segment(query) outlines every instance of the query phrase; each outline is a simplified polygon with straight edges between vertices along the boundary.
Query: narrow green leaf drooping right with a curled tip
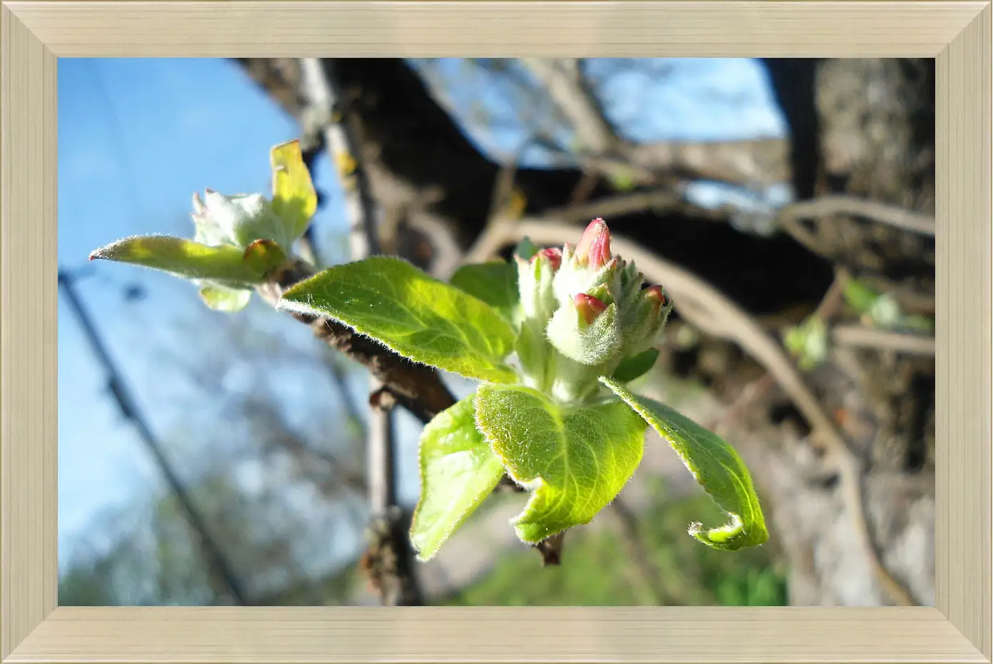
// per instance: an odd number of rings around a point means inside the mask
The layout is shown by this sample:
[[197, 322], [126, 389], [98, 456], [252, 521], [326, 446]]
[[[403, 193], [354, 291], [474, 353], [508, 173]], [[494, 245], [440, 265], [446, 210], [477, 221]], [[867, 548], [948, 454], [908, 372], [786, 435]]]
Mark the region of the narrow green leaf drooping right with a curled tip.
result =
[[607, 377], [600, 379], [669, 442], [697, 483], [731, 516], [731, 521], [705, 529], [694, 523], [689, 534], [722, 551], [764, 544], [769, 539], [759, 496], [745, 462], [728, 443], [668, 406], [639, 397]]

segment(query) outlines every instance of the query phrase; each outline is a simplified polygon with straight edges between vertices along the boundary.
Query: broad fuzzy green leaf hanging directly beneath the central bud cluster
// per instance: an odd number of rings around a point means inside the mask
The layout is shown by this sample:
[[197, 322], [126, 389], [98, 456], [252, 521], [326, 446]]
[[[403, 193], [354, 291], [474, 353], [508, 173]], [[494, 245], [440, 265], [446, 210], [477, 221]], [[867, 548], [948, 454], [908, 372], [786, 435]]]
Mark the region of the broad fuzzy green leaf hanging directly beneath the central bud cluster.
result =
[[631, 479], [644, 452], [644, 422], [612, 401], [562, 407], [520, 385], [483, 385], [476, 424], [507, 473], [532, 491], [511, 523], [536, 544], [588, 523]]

• • •

◆ About this task: Omit the pictures and set down the records exactly.

◆ Response:
segment(query) outlines every instance of the query phrase; each outline is a simplified polygon with straight edges between vertices along the boundary.
Query: narrow green leaf drooping right with a curled tip
// per instance: an odd number of rings around a point means inside the mask
The layout is shown by this sample:
[[197, 322], [126, 389], [98, 456], [252, 521], [326, 446]]
[[[403, 193], [354, 291], [474, 353], [508, 173]], [[494, 245], [440, 265], [446, 210], [477, 221]], [[867, 548], [948, 454], [908, 372], [786, 435]]]
Mark the region of the narrow green leaf drooping right with a curled tip.
result =
[[607, 377], [600, 379], [669, 442], [697, 483], [731, 516], [731, 521], [705, 529], [694, 523], [689, 534], [722, 551], [764, 544], [769, 539], [759, 496], [745, 462], [728, 443], [668, 406], [639, 397]]

segment(query) outlines every instance of the query phrase; each outline is a simplified polygon with straight edges between vertices along the boundary.
Query: broad fuzzy green leaf hanging directly beneath the central bud cluster
// per instance: an odd number of rings around a point means inside the mask
The layout is shown by this sample:
[[197, 322], [126, 389], [98, 456], [252, 521], [326, 446]]
[[[403, 193], [354, 291], [474, 353], [508, 173]], [[494, 245], [440, 265], [446, 210], [477, 221]], [[867, 548], [948, 454], [908, 372], [786, 435]]]
Mark the region of the broad fuzzy green leaf hanging directly beneath the central bud cluster.
result =
[[631, 479], [644, 452], [644, 422], [612, 401], [562, 407], [520, 385], [483, 385], [476, 424], [507, 473], [532, 491], [511, 523], [536, 544], [588, 523]]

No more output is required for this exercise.